* PROBLEM REQUIREMENTS:
From the listing below, copy out every line where the word "chrome" appears.

═══ RECORDED DATA ═══

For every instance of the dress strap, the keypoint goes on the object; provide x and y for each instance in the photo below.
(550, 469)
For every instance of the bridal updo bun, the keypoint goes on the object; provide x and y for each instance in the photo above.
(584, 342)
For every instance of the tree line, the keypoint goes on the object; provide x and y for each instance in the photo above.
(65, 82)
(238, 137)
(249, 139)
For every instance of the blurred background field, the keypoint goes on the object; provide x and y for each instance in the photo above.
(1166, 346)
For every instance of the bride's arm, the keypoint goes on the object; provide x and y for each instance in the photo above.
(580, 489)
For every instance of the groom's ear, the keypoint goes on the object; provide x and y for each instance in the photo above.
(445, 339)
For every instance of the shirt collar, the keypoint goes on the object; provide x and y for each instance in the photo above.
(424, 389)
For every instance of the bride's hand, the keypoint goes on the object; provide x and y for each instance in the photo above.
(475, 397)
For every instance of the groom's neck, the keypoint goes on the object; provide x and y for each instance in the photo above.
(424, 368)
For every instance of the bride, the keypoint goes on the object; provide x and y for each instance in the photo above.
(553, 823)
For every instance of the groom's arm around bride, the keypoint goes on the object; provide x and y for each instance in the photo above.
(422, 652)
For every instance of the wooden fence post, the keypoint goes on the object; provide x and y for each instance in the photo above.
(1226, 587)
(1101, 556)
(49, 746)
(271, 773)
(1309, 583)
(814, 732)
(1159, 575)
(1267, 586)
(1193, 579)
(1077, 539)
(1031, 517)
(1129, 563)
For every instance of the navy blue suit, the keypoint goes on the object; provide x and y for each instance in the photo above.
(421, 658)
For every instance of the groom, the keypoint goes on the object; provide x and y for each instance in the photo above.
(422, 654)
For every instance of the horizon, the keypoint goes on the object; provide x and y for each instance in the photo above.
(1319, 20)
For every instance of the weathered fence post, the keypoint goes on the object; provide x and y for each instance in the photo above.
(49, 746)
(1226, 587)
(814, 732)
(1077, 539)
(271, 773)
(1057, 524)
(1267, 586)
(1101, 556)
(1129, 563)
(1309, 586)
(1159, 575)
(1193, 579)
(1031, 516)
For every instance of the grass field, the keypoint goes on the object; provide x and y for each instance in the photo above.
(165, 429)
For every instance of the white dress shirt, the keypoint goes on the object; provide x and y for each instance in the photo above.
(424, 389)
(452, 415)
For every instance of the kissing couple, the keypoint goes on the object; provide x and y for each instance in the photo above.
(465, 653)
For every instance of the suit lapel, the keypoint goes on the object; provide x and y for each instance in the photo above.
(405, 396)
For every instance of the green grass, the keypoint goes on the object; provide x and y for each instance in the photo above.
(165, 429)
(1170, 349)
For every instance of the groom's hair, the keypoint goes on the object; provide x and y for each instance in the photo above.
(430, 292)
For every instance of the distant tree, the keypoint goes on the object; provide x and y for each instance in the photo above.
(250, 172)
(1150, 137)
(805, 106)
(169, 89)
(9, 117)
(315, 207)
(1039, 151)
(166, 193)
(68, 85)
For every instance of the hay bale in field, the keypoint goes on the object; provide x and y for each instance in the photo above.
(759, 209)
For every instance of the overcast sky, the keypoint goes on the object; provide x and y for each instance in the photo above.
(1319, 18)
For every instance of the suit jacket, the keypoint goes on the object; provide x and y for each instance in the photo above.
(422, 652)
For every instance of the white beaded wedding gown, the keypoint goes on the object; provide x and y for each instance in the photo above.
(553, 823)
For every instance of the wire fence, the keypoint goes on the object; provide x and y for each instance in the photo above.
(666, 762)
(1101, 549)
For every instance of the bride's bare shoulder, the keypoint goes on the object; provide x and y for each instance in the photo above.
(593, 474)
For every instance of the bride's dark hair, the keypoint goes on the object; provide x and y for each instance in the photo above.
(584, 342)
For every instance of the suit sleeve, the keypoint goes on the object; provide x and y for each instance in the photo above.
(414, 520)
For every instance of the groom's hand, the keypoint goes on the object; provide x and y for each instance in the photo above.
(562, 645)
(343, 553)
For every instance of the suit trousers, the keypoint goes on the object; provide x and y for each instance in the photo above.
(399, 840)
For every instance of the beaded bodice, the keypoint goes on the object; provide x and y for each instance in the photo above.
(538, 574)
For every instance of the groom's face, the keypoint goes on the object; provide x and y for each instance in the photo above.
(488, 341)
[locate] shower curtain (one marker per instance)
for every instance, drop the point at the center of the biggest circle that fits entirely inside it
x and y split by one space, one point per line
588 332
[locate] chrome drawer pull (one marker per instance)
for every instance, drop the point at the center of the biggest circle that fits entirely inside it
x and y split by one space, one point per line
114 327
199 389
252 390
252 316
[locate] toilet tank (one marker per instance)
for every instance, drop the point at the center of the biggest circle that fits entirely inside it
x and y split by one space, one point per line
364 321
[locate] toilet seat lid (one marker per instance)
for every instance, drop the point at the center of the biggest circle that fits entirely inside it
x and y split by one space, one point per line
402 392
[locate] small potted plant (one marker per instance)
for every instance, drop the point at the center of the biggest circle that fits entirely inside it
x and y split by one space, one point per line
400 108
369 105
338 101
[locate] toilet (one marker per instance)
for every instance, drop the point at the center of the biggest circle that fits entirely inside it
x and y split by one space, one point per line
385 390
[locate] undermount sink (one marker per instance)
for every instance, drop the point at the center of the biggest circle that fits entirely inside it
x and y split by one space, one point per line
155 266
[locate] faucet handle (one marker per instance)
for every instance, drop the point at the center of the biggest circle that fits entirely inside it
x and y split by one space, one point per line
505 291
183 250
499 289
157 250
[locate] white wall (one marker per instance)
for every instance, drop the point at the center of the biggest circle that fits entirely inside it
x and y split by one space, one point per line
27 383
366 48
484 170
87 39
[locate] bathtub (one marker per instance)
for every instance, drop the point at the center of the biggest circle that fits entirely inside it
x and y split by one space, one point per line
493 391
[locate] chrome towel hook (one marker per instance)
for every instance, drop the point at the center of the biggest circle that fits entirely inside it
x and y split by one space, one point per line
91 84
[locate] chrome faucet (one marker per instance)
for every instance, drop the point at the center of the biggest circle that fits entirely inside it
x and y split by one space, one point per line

═══

* SOLUTION FOR THIS EXERCISE:
[locate] chrome drawer pull (one marker per instance)
[locate] chrome towel hook (one marker per instance)
[locate] chrome faucet (one marker per instance)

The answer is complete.